▶ 提示文:

────────────────

なお今作は、2012年に亡くなったアジムスのオリジナル・メンバーであり名キーボード奏者だったJose Roberto Bertramiへ捧げられています。森 陽馬


2016年12月5日(月) エセル・エニス 「Lullaby For Losers」

武蔵小山にあるジャズ喫茶FAT MAMA(ファットママ)が2016年12月31日で閉店するそうです。

2013年1月11日今日のこの1曲で取り上げたことがありましたが、珈琲や食事の味だけでなく、心も豊かにしてくれる大好きな喫茶店でした。

僕にとってはゆったりとした時間が過ごせる癒しの場だったので、無くなってしまうのは本当に残念だなぁ...。
皆さんもお気に入りのお店へは行けるうちに行ってくださいね。

ということで、今日のこの1曲は今夏FAT MAMAへ伺った時、店内でかかっていて教えてもらった1枚から。

エセル・エニス『ララバイズ・フォー・ルーザーズ』
(国内CD 完全限定盤 解説・歌詞付 WPCR-29119 1,200円+税)

1932年生まれの黒人女性ジャズ・シンガー、Ethel Ennis(エセル・エニス)。
失恋、淡い恋心など、哀しい恋のバラード曲で統一された1955年発表1stアルバム『Lullabys For Losers』。

エラ・フィッツジェラルドを彷彿とさせる落ち着いた歌声が素晴らしい名作。

────────────────

▶ 課題: 提示文の「2016年12月5日(月) エセル・エニス 「Lullaby」から「エセル・エニス『ララバイズ・フォー・ルーザーズ』」までを、両端の語句も含めてそのまま書き写してください。 ここに続く行は、提示文の内容とは関係がありません。

▶ データ項目:
────────────────

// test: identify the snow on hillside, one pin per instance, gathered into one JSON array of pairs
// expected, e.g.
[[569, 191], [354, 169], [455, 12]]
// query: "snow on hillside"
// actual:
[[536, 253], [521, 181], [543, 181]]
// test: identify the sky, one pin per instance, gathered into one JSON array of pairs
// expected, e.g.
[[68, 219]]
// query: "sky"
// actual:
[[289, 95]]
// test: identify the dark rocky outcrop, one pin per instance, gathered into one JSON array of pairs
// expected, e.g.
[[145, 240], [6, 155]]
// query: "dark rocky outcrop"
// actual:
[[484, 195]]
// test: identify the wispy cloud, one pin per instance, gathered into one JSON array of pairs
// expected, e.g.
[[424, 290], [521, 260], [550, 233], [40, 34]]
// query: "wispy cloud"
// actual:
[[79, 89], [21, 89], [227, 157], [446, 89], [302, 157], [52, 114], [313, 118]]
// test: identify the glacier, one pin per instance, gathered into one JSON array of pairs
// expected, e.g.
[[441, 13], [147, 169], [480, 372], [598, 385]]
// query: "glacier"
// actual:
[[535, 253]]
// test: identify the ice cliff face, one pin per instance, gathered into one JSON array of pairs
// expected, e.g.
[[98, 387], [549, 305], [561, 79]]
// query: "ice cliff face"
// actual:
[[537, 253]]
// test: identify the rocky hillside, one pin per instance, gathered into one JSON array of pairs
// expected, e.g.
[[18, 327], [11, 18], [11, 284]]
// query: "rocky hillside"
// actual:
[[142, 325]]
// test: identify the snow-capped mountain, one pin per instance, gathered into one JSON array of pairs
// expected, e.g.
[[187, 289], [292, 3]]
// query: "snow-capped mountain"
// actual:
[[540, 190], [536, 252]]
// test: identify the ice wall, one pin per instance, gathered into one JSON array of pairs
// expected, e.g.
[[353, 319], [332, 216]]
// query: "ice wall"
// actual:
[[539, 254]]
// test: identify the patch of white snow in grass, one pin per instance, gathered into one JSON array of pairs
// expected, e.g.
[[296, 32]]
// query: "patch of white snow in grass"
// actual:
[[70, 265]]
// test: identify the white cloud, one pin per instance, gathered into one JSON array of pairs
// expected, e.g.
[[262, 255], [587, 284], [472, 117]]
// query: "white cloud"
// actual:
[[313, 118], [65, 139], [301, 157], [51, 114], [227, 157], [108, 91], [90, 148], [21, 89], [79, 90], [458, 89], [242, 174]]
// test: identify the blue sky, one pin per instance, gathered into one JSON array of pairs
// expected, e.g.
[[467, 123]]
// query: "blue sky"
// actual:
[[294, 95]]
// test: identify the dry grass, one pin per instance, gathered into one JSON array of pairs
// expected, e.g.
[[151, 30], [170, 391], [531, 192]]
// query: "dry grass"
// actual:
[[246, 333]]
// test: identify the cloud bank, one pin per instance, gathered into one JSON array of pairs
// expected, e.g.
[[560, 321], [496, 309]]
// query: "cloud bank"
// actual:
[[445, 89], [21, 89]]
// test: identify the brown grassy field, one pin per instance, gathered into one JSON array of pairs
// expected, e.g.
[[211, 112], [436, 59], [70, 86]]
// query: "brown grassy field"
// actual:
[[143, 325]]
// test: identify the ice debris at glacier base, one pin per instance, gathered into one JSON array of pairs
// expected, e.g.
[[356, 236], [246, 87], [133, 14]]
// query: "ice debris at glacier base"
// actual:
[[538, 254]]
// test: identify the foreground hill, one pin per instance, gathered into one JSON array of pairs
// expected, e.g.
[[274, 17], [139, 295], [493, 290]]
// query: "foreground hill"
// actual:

────────────────

▶ 解答全文:
2016年12月5日(月) エセル・エニス 「Lullaby For Losers」

武蔵小山にあるジャズ喫茶FAT MAMA(ファットママ)が2016年12月31日で閉店するそうです。

2013年1月11日今日のこの1曲で取り上げたことがありましたが、珈琲や食事の味だけでなく、心も豊かにしてくれる大好きな喫茶店でした。

僕にとってはゆったりとした時間が過ごせる癒しの場だったので、無くなってしまうのは本当に残念だなぁ...。
皆さんもお気に入りのお店へは行けるうちに行ってくださいね。

ということで、今日のこの1曲は今夏FAT MAMAへ伺った時、店内でかかっていて教えてもらった1枚から。

エセル・エニス『ララバイズ・フォー・ルーザーズ』